▸ Written exercise 1
Copy the forum thread about arrows entering the target crooked word for word, from the title through the last reply.

▸ Source
>>>

# Arrows Entering target crooked - why?



## Cthuntfish (Sep 9, 2005)

Ok so here is the deal. I'm shooting a Limbsaver DZ 32 at 27" and 62 lbs. I'm using a QAD rest with Beman ICS Hunter 400 arrows and FOBs. I realize I'm right on the line with whether I should shoot 400s or 500s but I stuck with the 400s becuase I already have a couple dozen.

The bow was set up and tuned, perfect through paper (bare shaft) and everything seems fine. When I shoot this set up with field points, it's great out to 50 yards, I have no complaints. The arrows fly true and enter the target perfectly. However here is the problem.

I put Slick Trick 100 gr broadheads (same ones I've used for years) on and not my arrow flight is not good. At 20 yards the arrows are ever so slightly angled to the right (the knock part of the arrow is drifting to the left). At 30 yards it's even worse so I havent' shot past 30. I've tried to make sure that I wasn't somehow making contact with the rest or my face while anchoring. 

The fact that it's only happening with the broadheads is strange to me. Any help is appreciated.


----------



## TheArcheryBarn (Sep 2, 2010)

I would suggest trying a couple of things; (1) have you shot the broadheads through paper, if so what kind of tear do you get? (2)if you have a way, (I use an old arrow straightener for rollers) put the broadheads on and roll the arrows to see what, if any, kind of wobble you may be getting from the broadhead and also the nocks. (3) number your arrows, and try switching broadheads from arrow to arrow to see if you get any difference. Some broadheads fly differently on different arrow combinations. I have even gone so far as to discard some of my broadheads before season because I can't get them to fly to my desires. My question for you is, even though the tail is kicking out, are they grouping similar to your field points?

<<<

▸ Data records
>>>

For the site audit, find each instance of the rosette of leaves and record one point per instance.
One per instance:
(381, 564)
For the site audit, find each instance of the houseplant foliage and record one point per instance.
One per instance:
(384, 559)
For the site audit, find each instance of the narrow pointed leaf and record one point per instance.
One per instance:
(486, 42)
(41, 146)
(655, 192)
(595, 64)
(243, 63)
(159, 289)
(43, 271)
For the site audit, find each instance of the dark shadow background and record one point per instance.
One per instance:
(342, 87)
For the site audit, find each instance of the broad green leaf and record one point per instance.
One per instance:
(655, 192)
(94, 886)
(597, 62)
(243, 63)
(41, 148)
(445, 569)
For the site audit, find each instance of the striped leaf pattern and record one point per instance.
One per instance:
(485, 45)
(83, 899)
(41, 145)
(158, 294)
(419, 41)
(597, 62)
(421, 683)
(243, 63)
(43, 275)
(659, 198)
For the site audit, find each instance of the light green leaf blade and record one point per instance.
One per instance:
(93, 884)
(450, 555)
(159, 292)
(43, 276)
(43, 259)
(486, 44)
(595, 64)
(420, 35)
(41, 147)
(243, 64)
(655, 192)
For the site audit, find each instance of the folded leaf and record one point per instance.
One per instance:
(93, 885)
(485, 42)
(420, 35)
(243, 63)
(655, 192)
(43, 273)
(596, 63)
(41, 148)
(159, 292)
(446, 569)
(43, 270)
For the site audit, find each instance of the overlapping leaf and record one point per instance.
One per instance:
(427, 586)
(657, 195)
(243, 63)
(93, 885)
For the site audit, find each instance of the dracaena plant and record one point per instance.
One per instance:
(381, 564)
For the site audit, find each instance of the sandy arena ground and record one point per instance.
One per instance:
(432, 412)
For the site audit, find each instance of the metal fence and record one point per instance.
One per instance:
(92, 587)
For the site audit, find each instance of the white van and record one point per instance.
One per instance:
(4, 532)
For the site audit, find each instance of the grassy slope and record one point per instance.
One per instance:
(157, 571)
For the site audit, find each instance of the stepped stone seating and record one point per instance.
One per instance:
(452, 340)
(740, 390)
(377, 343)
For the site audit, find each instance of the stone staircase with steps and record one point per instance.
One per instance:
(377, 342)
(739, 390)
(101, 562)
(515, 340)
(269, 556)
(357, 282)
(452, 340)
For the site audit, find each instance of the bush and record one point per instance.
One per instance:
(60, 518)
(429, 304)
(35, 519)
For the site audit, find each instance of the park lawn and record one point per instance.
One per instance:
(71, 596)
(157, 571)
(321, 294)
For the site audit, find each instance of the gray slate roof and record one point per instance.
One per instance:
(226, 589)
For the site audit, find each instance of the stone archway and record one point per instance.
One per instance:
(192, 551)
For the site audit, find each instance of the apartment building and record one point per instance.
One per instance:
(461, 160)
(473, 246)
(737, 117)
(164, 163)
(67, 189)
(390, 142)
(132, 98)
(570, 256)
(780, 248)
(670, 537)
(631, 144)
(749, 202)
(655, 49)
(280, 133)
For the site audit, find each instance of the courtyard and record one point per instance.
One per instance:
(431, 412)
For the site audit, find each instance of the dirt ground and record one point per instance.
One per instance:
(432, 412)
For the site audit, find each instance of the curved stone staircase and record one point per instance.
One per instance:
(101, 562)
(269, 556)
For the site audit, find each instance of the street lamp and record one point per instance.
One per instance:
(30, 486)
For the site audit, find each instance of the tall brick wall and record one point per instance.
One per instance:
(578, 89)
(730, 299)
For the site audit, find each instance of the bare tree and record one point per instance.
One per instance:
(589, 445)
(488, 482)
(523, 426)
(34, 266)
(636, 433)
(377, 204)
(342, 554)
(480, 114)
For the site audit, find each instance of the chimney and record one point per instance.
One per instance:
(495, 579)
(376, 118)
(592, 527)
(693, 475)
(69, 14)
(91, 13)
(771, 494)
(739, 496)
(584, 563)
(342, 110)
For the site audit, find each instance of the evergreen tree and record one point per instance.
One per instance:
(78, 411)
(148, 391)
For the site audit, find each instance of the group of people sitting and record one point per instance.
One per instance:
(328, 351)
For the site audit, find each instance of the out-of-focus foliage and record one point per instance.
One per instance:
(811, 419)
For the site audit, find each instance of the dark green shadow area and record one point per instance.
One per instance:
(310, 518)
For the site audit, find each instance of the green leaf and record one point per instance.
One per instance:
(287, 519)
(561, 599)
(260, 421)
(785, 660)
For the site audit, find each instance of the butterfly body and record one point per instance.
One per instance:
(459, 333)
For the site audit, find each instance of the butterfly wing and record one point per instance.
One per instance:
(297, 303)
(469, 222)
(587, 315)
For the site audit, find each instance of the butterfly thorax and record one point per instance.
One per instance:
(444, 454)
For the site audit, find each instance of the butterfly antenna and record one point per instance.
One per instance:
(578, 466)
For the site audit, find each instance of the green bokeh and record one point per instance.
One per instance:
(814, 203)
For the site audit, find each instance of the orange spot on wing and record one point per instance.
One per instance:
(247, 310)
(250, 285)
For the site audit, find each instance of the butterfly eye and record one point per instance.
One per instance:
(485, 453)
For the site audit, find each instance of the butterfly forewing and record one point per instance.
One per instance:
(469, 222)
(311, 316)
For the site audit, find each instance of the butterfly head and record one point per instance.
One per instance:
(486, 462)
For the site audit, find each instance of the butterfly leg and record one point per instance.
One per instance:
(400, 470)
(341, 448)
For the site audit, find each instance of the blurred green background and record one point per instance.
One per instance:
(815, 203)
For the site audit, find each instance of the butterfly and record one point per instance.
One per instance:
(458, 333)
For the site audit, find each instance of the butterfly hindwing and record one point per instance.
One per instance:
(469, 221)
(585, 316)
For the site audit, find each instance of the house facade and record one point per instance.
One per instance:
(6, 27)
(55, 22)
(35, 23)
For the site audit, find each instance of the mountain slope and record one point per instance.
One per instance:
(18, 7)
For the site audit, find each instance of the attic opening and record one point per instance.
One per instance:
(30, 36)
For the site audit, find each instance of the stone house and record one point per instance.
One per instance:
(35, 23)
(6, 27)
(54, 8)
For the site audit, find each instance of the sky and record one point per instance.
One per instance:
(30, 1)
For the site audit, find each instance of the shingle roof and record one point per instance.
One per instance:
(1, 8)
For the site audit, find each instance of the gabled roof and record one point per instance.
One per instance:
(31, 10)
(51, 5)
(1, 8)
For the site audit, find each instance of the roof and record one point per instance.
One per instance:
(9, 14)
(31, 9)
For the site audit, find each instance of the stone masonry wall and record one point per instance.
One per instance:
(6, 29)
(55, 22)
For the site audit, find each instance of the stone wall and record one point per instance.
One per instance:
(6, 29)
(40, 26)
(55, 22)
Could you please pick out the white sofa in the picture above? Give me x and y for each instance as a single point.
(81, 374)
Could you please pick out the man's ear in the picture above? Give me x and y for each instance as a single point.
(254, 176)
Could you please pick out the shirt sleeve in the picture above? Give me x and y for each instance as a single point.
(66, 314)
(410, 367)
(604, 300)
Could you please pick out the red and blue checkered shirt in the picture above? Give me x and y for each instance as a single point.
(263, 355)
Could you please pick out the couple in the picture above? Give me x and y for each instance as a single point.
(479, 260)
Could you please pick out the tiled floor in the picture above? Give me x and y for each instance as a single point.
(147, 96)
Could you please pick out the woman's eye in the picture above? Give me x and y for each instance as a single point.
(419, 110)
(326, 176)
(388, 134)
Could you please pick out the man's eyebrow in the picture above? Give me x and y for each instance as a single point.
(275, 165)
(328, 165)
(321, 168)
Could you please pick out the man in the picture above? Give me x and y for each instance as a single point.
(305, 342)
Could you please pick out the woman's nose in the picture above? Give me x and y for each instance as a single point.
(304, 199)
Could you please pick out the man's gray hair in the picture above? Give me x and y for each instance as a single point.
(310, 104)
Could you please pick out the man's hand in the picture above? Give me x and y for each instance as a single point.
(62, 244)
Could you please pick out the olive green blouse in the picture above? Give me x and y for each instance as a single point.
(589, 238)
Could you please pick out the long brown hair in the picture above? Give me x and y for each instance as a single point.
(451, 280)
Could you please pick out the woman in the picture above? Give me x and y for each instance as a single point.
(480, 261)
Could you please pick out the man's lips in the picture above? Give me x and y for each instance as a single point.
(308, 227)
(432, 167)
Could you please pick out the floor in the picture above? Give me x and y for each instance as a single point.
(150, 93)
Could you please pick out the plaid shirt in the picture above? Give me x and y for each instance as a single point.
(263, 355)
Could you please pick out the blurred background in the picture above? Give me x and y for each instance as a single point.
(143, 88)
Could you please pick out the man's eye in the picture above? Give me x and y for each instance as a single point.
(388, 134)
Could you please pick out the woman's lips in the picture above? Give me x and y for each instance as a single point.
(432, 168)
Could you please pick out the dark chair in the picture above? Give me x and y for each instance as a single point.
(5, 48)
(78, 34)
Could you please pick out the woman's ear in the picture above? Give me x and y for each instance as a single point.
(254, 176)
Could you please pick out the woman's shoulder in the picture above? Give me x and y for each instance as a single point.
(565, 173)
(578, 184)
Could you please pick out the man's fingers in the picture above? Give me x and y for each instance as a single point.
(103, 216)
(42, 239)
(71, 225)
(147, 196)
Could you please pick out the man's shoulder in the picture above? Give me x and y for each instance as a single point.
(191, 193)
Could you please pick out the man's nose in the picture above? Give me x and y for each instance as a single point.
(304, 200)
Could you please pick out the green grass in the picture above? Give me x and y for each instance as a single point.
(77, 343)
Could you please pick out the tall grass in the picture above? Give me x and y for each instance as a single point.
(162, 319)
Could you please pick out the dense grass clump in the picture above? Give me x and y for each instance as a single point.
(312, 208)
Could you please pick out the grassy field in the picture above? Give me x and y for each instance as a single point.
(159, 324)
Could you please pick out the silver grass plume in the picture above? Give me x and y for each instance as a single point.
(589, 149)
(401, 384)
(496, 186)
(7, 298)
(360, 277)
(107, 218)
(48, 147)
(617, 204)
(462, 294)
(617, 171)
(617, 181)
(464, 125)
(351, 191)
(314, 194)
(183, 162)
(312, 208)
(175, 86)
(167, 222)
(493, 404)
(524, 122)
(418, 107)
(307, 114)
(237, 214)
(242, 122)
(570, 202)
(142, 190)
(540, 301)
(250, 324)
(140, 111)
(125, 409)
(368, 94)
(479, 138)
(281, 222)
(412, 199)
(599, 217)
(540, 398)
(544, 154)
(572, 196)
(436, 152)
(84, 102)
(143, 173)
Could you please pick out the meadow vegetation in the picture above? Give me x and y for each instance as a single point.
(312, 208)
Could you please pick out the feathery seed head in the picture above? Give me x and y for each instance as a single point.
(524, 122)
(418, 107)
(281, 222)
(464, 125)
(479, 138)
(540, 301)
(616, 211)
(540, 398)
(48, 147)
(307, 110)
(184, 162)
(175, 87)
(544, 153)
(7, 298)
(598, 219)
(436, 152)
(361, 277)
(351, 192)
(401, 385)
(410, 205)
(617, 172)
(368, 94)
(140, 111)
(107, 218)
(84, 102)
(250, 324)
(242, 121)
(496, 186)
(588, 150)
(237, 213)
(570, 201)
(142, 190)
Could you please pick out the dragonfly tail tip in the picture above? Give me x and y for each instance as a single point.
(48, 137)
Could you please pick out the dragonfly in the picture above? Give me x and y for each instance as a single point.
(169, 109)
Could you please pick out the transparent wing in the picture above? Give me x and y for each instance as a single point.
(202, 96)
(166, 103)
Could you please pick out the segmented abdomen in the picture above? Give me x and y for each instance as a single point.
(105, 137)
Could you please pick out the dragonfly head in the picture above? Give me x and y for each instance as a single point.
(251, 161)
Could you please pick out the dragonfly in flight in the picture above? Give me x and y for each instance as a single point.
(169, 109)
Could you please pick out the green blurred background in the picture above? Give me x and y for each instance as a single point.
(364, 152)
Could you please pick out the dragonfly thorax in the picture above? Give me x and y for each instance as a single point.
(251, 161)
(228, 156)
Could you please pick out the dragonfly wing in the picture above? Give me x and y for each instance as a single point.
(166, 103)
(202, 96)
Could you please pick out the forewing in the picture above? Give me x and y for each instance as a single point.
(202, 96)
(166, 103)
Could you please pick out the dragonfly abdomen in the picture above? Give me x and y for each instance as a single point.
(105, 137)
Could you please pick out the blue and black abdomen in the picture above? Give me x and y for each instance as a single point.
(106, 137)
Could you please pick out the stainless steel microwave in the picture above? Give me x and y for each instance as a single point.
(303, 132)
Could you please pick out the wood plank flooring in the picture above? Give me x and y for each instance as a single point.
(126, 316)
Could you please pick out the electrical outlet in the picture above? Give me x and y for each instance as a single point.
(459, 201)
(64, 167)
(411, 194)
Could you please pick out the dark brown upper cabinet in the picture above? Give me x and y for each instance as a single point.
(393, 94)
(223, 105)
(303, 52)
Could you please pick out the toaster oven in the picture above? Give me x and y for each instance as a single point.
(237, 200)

<<<

▸ Written exercise 2
Reproduce the records exactly, starting at the line that contains "Could you please pick out the forewing" and running through the final line of the records, with both ends included.

▸ Answer 1
# Arrows Entering target crooked - why?



## Cthuntfish (Sep 9, 2005)

Ok so here is the deal. I'm shooting a Limbsaver DZ 32 at 27" and 62 lbs. I'm using a QAD rest with Beman ICS Hunter 400 arrows and FOBs. I realize I'm right on the line with whether I should shoot 400s or 500s but I stuck with the 400s becuase I already have a couple dozen.

The bow was set up and tuned, perfect through paper (bare shaft) and everything seems fine. When I shoot this set up with field points, it's great out to 50 yards, I have no complaints. The arrows fly true and enter the target perfectly. However here is the problem.

I put Slick Trick 100 gr broadheads (same ones I've used for years) on and not my arrow flight is not good. At 20 yards the arrows are ever so slightly angled to the right (the knock part of the arrow is drifting to the left). At 30 yards it's even worse so I havent' shot past 30. I've tried to make sure that I wasn't somehow making contact with the rest or my face while anchoring. 

The fact that it's only happening with the broadheads is strange to me. Any help is appreciated.


----------



## TheArcheryBarn (Sep 2, 2010)

I would suggest trying a couple of things; (1) have you shot the broadheads through paper, if so what kind of tear do you get? (2)if you have a way, (I use an old arrow straightener for rollers) put the broadheads on and roll the arrows to see what, if any, kind of wobble you may be getting from the broadhead and also the nocks. (3) number your arrows, and try switching broadheads from arrow to arrow to see if you get any difference. Some broadheads fly differently on different arrow combinations. I have even gone so far as to discard some of my broadheads before season because I can't get them to fly to my desires. My question for you is, even though the tail is kicking out, are they grouping similar to your field points?

▸ Answer 2
Could you please pick out the forewing in the picture above? Give me x and y for each instance as a single point.
(202, 96)
(166, 103)
Could you please pick out the dragonfly abdomen in the picture above? Give me x and y for each instance as a single point.
(105, 137)
Could you please pick out the blue and black abdomen in the picture above? Give me x and y for each instance as a single point.
(106, 137)
Could you please pick out the stainless steel microwave in the picture above? Give me x and y for each instance as a single point.
(303, 132)
Could you please pick out the wood plank flooring in the picture above? Give me x and y for each instance as a single point.
(126, 316)
Could you please pick out the electrical outlet in the picture above? Give me x and y for each instance as a single point.
(459, 201)
(64, 167)
(411, 194)
Could you please pick out the dark brown upper cabinet in the picture above? Give me x and y for each instance as a single point.
(393, 94)
(223, 105)
(303, 52)
Could you please pick out the toaster oven in the picture above? Give me x and y for each instance as a single point.
(237, 200)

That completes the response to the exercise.